Cose da fare:
a – Nel brano sul Codice dei Beni culturali, quali beni sono citati come esempi della prima categoria?
b – Scrivi il seguito del brano sul Codice dei Beni culturali, partendo dopo l'ultima frase riportata.

----- Brano estratto

BENI CULTURALI: IL CODICE DEL MINISTRO HA TRE CERTEZZE... E beato lui......
PALERMO, 5 dicembre 2003 ore 09:40
A) Del tutto inalienabili,
B) ceduti ai privati con destinazione d' uso limitata
C) vendibili perche' privi di valore storico-artistico.
Sono le tre categorie in cui il ministro Giuliano Urbani ha diviso i beni demaniali nel Codice dei Beni culturali e paesaggistici presentato alla Commissione Istruzione e Cultura del Senato.
''Il codice - ha sottolineato Urbani - innova in molti campi e fa chiarezza su come trattare i beni demaniali.
Nella prima categoria rientrano il Colosseo, la Fontana di Trevi, il Duomo di Milano. indispensabile la proprieta' pubblica, viene sottolineato.
Nella seconda categoria ci sono i beni che possono essere ceduti ai privati, a patto che il loro uso sia limitato.
Per esempio palazzi che possono diventare sedi di musei privati, ma non discoteche o fast food.
Nella terza categoria, i beni che possono essere ceduti ai privati perche' non hanno valore artistico,
vi rientrano appartamenti, caserme, carceri, beni demaniali abbandonati.

----------
----- Materiale fornito

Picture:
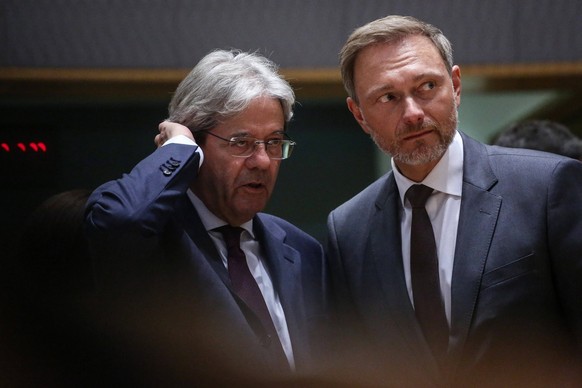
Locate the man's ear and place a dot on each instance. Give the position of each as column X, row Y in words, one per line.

----------

Risposte:
a – Il Colosseo, la Fontana di Trevi e il Duomo di Milano.

b –
In questo modo lo Stato ottiene due risultati positivi:
"Si libera di carichi costosi e libera risorse per meglio tutelare il patrimonio che ha bisogno di cura pubblica''.
I litorali, ha aggiunto il ministro, ''per definizione devono avere vincoli paesaggistici, ma dove e' scritto che non possano essere di proprieta' privata?
La cosa importante e' che tutto il paesaggio sia tutelato''.
E in proposito Urbani ha fatto notare che il titolo del Codice riguarda oltre ai Beni Culturali quelli paesaggistici.
''Considera - ha detto il ministro - il paesaggio come componente dei Beni Culturali (noi venivamo definiti Bel Paese) con nuovi istituti di tutela in circa 70 articoli''.
Il codice fa chiarezza anche sulla collaborazione fra Stato, Regioni, Province e Comuni.
''Oggi c'e' una grande confusione - ha sottolineato Urbani - che puo' ridurre la salvaguardia e creare paralisi decisionali''.
Sulla questione del silenzio-assenso, una disposizione che prevede che le sovrintendenze esprimano il loro parere entro 120 giorni, il ministro ha messo in chiaro
che: ''i beni culturali non hanno nulla da temere.
Il silenzio-assenso puo' essere interrotto in qualsiasi momento parlando o dissentendo.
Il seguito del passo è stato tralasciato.